What is required:
Reproduce word for word the passage of the Postgresql blog post below, starting with "I want to make" and going on through "manipulation to boot.".

Page:

◆ ◆ ◆ ◆

Saturday, July 28, 2012

I know it can be done pretty easily with Postgresql

Upon seeing this question in stackoverflow:


I want to make a SELECT and bring the info from a column and his values. I know that I need to access *information_schema* then I need to make another SELECT inside with the *column_name* in the specific row to acess that value.
SELECT column_name,
DATA_TYPE,
CHARACTER_MAXIMUM_LENGTH,
(? ... SELECT COLUMN_NAME FROM MYTABLE ... ?)
FROM information_schema.columns
WHERE table_name = 'MYTABLE'
ORDER BY ordinal_position

How to change the COLUMN_NAME with the column in the row to get the result?



I quickly discern that it can done pretty easily with Postgres, and sans the brittle string manipulation to boot.


To cut to the chase, here's the code:

create table beatles(firstname text,middlename text,lastname text, age int);

insert into beatles(firstname,middlename,lastname,age)
values('John','Winston','Lennon',40);



select c.column_name, x.arr[c.ordinal_position]
from information_schema.columns c
cross join ( select avals (hstore(b)) as arr from (select * from beatles) as b  ) x
where c.table_schema = 'public' and c.table_name = 'beatles'
order by c.ordinal_position




Output:
| COLUMN_NAME |     ARR |
-------------------------
|   firstname |    John |
|  middlename | Winston |
|    lastname |  Lennon |
|         age |      40 |    

Live demo: http://www.sqlfiddle.com/#!1/dea17/1

Friday, July 13, 2012

Using Postgresql, treat columns as dictionary

Why is Postgresql so lovely?

◆ ◆ ◆ ◆

Records shown:
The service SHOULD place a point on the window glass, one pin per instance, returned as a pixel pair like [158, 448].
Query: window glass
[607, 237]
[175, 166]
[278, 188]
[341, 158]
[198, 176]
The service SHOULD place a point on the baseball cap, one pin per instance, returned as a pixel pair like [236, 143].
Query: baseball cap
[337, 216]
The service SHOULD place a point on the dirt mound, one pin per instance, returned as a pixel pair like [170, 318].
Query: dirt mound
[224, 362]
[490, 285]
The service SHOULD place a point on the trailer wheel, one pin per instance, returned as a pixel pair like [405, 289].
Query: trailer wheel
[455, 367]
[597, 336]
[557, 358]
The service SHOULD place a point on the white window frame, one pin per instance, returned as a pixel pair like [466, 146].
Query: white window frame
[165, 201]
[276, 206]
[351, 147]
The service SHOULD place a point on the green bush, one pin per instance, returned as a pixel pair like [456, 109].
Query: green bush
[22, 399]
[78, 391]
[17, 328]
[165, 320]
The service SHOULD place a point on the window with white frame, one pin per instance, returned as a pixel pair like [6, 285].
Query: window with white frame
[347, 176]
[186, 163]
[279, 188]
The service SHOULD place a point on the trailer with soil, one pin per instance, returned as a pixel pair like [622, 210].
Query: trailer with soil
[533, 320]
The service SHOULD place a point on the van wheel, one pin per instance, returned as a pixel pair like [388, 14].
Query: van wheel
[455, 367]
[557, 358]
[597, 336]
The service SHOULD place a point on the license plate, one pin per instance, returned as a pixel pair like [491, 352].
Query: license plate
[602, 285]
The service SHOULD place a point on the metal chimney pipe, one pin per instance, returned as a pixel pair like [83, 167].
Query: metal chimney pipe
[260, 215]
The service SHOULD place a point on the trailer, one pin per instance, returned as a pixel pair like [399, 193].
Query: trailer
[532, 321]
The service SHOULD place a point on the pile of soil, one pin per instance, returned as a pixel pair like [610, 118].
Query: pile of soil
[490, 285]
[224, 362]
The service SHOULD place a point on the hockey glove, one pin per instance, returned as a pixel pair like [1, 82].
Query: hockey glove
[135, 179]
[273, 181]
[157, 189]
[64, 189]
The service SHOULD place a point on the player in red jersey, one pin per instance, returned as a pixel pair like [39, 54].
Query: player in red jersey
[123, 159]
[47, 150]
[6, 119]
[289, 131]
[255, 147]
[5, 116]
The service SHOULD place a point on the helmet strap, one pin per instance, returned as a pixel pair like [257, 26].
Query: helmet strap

◆ ◆ ◆ ◆

Response to the task:
I want to make a SELECT and bring the info from a column and his values. I know that I need to access *information_schema* then I need to make another SELECT inside with the *column_name* in the specific row to acess that value.
SELECT column_name,
DATA_TYPE,
CHARACTER_MAXIMUM_LENGTH,
(? ... SELECT COLUMN_NAME FROM MYTABLE ... ?)
FROM information_schema.columns
WHERE table_name = 'MYTABLE'
ORDER BY ordinal_position

How to change the COLUMN_NAME with the column in the row to get the result?



I quickly discern that it can done pretty easily with Postgres, and sans the brittle string manipulation to boot.